# WHAT YOU WILL DO:
Give the number of lines below that contain "written", with no other output.

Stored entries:
####

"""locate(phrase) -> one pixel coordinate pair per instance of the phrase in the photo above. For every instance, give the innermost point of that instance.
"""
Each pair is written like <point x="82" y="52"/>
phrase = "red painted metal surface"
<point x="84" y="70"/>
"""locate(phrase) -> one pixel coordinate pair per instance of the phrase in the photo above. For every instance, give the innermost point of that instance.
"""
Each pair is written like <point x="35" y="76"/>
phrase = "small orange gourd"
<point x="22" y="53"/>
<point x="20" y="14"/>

####

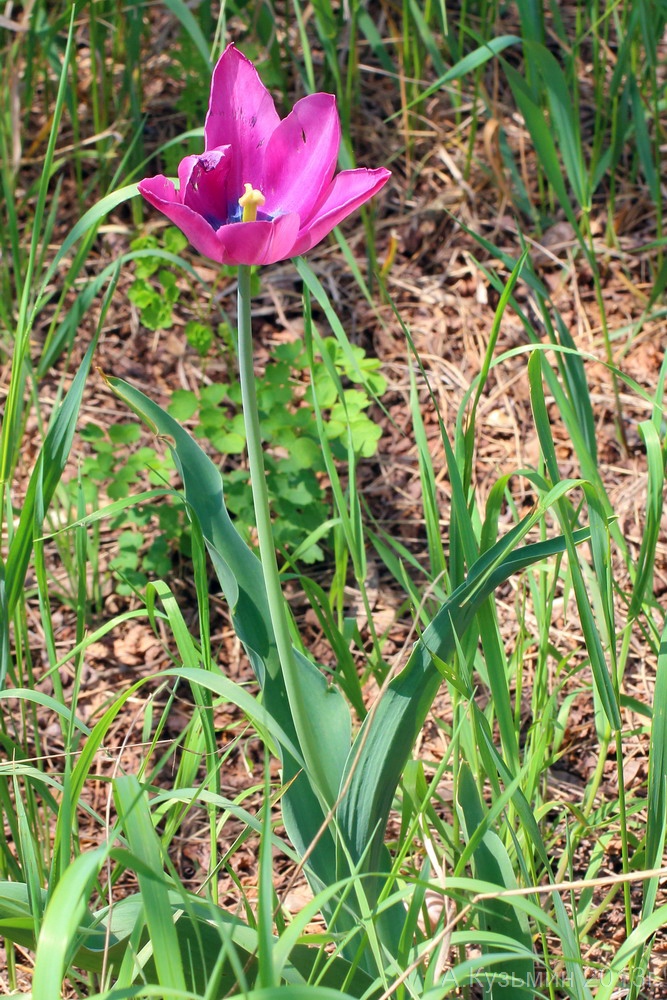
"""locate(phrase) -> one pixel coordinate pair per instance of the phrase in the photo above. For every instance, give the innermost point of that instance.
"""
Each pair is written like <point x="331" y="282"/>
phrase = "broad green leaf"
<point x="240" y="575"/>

####

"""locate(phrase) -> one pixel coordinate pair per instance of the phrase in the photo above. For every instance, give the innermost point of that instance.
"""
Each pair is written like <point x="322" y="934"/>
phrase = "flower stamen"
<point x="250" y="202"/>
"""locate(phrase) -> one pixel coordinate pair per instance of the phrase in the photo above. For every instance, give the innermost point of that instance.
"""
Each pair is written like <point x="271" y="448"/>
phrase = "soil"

####

# FINISHED EXERCISE:
5